== RAW DATA
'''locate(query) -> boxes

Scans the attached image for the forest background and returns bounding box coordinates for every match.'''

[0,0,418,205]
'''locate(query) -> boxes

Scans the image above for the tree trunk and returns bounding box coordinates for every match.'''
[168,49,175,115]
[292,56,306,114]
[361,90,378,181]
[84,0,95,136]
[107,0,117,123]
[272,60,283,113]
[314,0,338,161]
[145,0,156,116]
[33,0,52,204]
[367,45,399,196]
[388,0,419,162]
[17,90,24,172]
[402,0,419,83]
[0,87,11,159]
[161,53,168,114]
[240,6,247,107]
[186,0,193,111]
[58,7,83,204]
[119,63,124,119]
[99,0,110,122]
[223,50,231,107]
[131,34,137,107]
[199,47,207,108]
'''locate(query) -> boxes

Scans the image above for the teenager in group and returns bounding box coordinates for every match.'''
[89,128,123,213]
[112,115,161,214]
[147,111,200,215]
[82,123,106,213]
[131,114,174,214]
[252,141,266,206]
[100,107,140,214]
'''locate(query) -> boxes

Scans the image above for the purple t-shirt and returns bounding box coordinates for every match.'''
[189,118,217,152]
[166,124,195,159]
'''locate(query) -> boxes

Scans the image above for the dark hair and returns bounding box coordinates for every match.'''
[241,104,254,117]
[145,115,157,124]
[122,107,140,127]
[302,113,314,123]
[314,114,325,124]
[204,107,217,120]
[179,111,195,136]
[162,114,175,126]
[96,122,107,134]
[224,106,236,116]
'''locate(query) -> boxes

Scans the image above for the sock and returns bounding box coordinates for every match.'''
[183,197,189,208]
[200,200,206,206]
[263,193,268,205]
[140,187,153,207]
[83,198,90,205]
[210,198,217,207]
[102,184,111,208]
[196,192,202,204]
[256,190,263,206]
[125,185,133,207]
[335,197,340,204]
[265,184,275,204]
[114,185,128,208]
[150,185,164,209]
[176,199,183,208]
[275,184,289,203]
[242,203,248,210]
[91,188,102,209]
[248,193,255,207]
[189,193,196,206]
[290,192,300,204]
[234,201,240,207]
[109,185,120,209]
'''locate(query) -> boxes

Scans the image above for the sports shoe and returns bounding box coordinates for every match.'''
====
== RAW DATA
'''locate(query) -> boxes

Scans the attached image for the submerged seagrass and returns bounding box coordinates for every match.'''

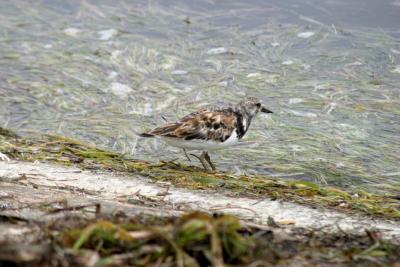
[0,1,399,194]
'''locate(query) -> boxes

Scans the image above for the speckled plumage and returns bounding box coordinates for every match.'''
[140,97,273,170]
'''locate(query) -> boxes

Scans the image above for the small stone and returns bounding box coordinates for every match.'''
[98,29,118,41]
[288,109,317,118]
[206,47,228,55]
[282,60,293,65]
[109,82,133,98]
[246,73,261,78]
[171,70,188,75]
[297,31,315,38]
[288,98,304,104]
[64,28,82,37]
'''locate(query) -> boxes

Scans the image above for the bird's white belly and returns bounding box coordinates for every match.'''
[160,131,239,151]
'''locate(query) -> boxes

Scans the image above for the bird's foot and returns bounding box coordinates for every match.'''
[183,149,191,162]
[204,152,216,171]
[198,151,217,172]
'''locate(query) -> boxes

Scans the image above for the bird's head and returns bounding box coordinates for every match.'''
====
## WHAT YOU WILL DO
Your answer must consist solely of the lines above between the line holding "Scans the image above for the bird's foot" and the line holding "Scans the image above for the bird's head", inclusive, copied exactly.

## FINISHED TASK
Scans the image above for the bird's foot and returns bounding box coordinates for every match.'''
[183,149,191,162]
[204,152,216,171]
[198,151,217,172]
'''locate(query) -> boxes

Scans the image above for the bird's head and returns bounding box coordinates for every match.'''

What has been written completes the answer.